# [PROBLEM DESCRIPTION]
Transcribe the records below exactly as they appear, omitting any pictures.

# [Coordinate annotation records]
***

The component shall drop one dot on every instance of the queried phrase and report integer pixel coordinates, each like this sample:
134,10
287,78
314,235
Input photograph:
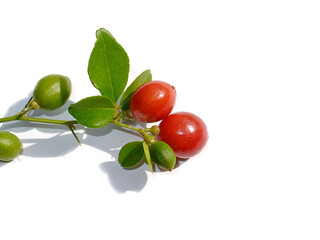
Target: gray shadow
108,139
123,180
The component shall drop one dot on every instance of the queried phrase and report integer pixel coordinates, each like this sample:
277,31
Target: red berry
153,101
185,132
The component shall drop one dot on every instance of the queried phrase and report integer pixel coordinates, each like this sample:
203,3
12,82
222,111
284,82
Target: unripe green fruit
163,155
52,91
10,146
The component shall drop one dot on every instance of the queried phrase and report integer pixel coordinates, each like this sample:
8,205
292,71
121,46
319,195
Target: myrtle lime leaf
108,67
93,112
147,155
141,79
131,154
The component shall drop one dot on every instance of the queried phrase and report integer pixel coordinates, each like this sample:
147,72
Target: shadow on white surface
58,141
125,180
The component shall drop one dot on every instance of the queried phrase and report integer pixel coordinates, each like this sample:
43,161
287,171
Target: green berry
52,91
10,146
163,155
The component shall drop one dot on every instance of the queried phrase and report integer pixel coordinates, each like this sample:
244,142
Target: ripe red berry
185,132
153,101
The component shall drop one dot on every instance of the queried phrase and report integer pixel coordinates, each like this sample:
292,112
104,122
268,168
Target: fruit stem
147,137
20,116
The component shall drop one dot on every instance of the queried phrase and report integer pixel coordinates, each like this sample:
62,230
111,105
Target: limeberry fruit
185,132
52,91
163,155
10,146
153,101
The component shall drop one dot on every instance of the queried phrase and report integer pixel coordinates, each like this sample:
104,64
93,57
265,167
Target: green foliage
147,155
131,154
163,155
108,67
140,80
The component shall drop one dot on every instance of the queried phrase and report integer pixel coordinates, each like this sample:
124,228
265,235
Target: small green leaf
93,112
147,155
108,67
141,79
131,154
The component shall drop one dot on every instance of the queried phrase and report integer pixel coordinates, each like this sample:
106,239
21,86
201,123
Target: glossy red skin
185,132
153,101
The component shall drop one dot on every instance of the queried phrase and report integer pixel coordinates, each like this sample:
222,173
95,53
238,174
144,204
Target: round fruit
52,91
10,146
163,155
153,101
185,132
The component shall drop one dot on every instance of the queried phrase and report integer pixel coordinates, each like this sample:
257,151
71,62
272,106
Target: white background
249,69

***

# [THE RESPONSE]
The component shall drop one dot on every instance of the queried phrase and report integer pixel coordinates, each like this sample:
134,10
287,78
314,235
Input photograph:
Target: gray shadow
108,139
123,180
The component shall drop one dot on every instance of the queried phrase and report integer pixel coordinates, each like this sample:
277,31
Target: red berry
153,101
185,132
The component shall drop one dot on every instance of the queried phrase and report integer pixel coordinates, each like this sample:
203,3
12,82
222,111
284,82
Target: unripe green fruit
163,155
52,91
10,146
The component shall drop one dot on every instance of the queried phrase and report integer pixel coordinates, each like this sample:
8,205
292,71
121,46
319,195
Target: myrtle lime leaf
108,67
93,112
147,155
141,79
131,154
The component shall drop one dot on every instance of the queried phrase and report integer pixel coordinates, each like this sample:
147,72
Target: shadow on white surface
58,141
125,180
The component shall drop one dot on every instance of the queried phrase and report integer pixel coordinates, each like this sample:
43,161
287,171
Target: green berry
52,91
10,146
163,155
The component shall drop one dot on every instance of the queried phrase and report integer pixel coordinates, each like this sample:
244,142
Target: ripe red berry
185,132
153,101
The component shall drop one dot on every instance of the queried phrase and report integer pixel coordinates, each like this sample:
292,112
104,122
268,168
Target: fruit stem
147,137
20,116
The component shall drop one dot on every instance of the queried phrase and report integer pixel coordinates, each like this sample:
62,230
111,105
Target: limeberry fruit
185,132
52,91
163,155
10,146
153,101
The component shall drop one dot on every instance of the queried phrase and report integer pixel coordinates, each like this sample:
104,64
93,57
265,167
Target: green foliage
147,155
131,154
163,155
108,67
140,80
The component shall drop one dot on every instance of the queried phrase and report integer pixel coordinates, each like this sample:
124,228
265,235
Target: small green leaf
93,112
147,155
108,67
141,79
131,154
The component shall drop one dot on every instance of the queried phrase and report integer pixel coordinates, each like this sample:
106,239
21,86
201,123
Target: glossy red skin
185,132
153,101
The component shall drop one dot on every instance of the queried phrase and report integer pixel coordinates, each like this sample:
222,173
95,53
238,174
144,204
Target: round fruit
52,91
10,146
163,155
153,101
185,132
The component shall drop one dot on every instance of the queried phrase and report integer pixel coordinates, each like this sample:
257,151
71,62
272,106
Target: white background
249,69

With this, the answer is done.